-- BEGIN Excerpted data --

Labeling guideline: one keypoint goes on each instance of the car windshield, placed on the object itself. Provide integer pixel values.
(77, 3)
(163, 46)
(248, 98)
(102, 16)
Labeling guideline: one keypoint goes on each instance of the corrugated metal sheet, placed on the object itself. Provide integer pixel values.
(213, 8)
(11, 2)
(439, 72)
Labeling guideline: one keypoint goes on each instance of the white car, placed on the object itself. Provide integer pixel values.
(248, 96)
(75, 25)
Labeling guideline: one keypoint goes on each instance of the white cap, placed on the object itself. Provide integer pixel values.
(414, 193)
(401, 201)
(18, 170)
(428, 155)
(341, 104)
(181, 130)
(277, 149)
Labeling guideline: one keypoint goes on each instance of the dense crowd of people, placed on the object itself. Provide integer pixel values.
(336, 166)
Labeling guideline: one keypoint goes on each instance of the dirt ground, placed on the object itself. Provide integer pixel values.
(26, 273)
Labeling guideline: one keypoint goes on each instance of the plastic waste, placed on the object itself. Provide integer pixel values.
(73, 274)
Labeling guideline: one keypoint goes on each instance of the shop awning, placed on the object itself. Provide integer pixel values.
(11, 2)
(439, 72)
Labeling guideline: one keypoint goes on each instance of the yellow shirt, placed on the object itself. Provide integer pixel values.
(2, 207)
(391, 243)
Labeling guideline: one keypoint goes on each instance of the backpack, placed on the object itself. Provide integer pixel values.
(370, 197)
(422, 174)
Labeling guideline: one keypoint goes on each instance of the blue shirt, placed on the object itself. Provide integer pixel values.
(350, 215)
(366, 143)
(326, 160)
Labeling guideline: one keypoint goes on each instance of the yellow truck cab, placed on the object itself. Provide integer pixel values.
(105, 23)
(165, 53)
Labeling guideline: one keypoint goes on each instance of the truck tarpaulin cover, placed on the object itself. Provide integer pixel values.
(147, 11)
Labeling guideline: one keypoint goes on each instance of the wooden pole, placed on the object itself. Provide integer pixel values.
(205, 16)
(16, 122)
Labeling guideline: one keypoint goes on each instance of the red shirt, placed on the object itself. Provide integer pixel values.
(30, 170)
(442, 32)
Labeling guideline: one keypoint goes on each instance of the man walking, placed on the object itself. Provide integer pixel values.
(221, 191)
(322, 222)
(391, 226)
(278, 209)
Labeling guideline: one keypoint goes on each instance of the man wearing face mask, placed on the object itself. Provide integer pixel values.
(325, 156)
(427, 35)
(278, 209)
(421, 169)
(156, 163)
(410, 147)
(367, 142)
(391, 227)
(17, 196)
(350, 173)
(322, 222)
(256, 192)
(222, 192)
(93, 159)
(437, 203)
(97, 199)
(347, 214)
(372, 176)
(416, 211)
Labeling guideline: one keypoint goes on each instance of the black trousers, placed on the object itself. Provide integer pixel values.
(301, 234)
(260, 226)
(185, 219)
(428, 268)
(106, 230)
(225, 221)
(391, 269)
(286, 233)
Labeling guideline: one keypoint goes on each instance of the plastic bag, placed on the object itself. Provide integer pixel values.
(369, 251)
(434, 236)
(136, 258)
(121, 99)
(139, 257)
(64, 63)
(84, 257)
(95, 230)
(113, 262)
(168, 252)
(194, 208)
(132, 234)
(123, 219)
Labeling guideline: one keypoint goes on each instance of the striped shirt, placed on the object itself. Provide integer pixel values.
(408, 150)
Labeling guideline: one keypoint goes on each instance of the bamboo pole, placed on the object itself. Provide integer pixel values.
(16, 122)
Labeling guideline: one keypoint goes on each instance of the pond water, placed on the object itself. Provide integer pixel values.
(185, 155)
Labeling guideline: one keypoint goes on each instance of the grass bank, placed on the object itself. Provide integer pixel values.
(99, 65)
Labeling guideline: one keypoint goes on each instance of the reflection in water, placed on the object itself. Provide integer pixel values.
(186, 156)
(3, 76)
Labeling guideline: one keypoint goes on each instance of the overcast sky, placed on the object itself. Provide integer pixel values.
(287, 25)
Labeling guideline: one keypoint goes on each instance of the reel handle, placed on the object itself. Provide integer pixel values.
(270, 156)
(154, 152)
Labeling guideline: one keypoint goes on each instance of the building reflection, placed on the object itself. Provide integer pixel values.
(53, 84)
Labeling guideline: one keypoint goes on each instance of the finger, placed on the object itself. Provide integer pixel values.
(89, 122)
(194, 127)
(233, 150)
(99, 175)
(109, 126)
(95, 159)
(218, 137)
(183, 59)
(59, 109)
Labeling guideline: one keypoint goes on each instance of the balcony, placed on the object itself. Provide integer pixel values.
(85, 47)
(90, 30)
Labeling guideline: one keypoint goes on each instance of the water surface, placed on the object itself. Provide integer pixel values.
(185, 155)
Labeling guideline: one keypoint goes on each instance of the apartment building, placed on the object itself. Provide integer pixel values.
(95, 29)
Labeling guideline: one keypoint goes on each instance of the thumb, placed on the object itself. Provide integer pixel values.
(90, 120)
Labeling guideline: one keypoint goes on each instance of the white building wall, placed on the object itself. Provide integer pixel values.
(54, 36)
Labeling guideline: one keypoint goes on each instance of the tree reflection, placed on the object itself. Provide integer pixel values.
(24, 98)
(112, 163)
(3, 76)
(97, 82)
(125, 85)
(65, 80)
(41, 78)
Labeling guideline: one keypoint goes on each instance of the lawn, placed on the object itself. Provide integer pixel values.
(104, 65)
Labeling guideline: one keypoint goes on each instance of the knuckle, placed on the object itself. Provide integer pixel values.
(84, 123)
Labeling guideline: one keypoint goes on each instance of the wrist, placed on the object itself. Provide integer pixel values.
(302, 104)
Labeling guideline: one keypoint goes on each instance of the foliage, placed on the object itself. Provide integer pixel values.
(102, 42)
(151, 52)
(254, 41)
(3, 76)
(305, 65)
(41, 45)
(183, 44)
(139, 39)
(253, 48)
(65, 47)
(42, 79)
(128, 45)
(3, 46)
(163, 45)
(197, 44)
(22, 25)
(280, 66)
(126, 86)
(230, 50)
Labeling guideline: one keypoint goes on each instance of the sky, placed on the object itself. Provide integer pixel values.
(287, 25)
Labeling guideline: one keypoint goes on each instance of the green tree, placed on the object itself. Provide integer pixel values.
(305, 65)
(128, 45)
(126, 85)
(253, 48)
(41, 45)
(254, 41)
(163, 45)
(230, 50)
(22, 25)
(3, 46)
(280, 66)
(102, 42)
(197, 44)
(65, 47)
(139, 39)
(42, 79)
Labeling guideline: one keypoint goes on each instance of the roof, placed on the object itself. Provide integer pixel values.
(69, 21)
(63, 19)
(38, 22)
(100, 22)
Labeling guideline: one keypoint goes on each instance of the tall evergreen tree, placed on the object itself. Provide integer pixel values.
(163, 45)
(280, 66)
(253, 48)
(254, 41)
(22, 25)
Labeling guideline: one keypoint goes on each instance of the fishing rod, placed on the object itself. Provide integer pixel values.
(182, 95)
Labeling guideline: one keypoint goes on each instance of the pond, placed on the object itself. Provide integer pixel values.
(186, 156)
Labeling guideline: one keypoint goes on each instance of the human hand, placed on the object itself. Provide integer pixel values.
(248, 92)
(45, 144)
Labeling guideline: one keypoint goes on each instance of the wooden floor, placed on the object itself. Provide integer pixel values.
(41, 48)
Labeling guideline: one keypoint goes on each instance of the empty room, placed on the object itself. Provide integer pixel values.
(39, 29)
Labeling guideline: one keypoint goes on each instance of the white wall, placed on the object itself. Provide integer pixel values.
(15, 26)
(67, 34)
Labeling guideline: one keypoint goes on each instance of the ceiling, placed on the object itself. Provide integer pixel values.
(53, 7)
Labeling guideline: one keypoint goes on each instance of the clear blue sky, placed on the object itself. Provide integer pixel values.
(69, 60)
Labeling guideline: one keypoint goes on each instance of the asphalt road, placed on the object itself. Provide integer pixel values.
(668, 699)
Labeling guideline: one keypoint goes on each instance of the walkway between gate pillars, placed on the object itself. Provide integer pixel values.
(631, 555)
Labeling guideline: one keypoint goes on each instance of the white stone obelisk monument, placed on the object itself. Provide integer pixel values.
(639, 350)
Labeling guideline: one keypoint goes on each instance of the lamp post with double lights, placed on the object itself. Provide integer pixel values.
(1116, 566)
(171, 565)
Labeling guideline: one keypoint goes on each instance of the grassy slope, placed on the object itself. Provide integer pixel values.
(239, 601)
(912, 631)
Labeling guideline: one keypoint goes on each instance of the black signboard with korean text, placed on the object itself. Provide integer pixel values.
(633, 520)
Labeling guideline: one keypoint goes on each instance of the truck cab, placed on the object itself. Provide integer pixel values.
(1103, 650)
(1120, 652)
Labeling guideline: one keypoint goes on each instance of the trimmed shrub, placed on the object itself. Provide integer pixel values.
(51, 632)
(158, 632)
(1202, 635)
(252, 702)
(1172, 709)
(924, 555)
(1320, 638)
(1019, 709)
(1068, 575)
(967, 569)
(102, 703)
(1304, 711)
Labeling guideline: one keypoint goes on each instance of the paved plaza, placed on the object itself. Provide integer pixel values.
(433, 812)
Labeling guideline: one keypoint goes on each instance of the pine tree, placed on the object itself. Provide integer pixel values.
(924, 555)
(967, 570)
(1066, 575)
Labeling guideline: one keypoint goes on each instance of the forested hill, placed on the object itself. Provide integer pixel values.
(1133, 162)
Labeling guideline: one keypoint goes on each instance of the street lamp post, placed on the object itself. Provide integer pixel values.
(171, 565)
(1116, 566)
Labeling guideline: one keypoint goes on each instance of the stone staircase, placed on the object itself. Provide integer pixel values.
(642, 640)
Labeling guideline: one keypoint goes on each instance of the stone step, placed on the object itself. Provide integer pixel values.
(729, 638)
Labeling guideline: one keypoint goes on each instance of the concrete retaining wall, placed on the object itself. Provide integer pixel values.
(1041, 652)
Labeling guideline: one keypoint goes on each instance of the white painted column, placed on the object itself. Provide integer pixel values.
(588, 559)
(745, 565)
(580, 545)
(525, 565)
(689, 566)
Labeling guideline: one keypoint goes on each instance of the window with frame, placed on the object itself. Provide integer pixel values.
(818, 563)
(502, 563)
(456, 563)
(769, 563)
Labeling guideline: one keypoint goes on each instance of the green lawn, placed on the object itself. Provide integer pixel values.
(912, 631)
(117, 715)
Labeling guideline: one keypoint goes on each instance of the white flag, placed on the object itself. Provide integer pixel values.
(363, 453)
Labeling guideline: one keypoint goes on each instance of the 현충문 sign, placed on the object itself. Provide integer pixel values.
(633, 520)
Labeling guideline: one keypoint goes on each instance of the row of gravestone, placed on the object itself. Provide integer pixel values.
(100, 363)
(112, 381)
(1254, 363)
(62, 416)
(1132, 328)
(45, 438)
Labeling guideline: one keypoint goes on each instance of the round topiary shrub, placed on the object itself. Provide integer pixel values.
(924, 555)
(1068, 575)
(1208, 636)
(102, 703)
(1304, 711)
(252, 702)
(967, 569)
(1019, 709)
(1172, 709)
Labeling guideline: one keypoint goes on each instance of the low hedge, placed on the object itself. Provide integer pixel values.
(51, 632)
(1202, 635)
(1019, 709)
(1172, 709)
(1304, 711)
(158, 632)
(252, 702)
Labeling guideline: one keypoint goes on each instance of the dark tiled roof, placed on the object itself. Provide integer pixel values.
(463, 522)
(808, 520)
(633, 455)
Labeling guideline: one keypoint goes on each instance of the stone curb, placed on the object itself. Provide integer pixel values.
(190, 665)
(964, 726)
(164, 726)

-- END Excerpted data --

Stated exercise -
Return, word for word, every line from the line with "of the round" to the final line of the data.

Answer to this problem -
Labeling guideline: one keypoint goes on each instance of the round topiary shrub, placed on the object itself. Provide integer pixel values.
(924, 555)
(1068, 575)
(1208, 636)
(102, 703)
(1304, 711)
(252, 702)
(967, 569)
(1019, 709)
(1172, 709)
Labeling guideline: one keypoint goes on each instance of the low hedge, placed on the object itself. Provide integer pixel values.
(51, 632)
(1202, 635)
(1019, 709)
(1172, 709)
(1304, 711)
(158, 632)
(252, 702)
Labeling guideline: one keypoint goes on each instance of the dark tiled roof, placed on the object itself. Provide integer pixel values.
(463, 522)
(808, 520)
(633, 455)
Labeling guideline: one keypoint goes on each instance of the stone curb, placed on the object itself. Provide integer pixel values.
(190, 665)
(964, 726)
(164, 726)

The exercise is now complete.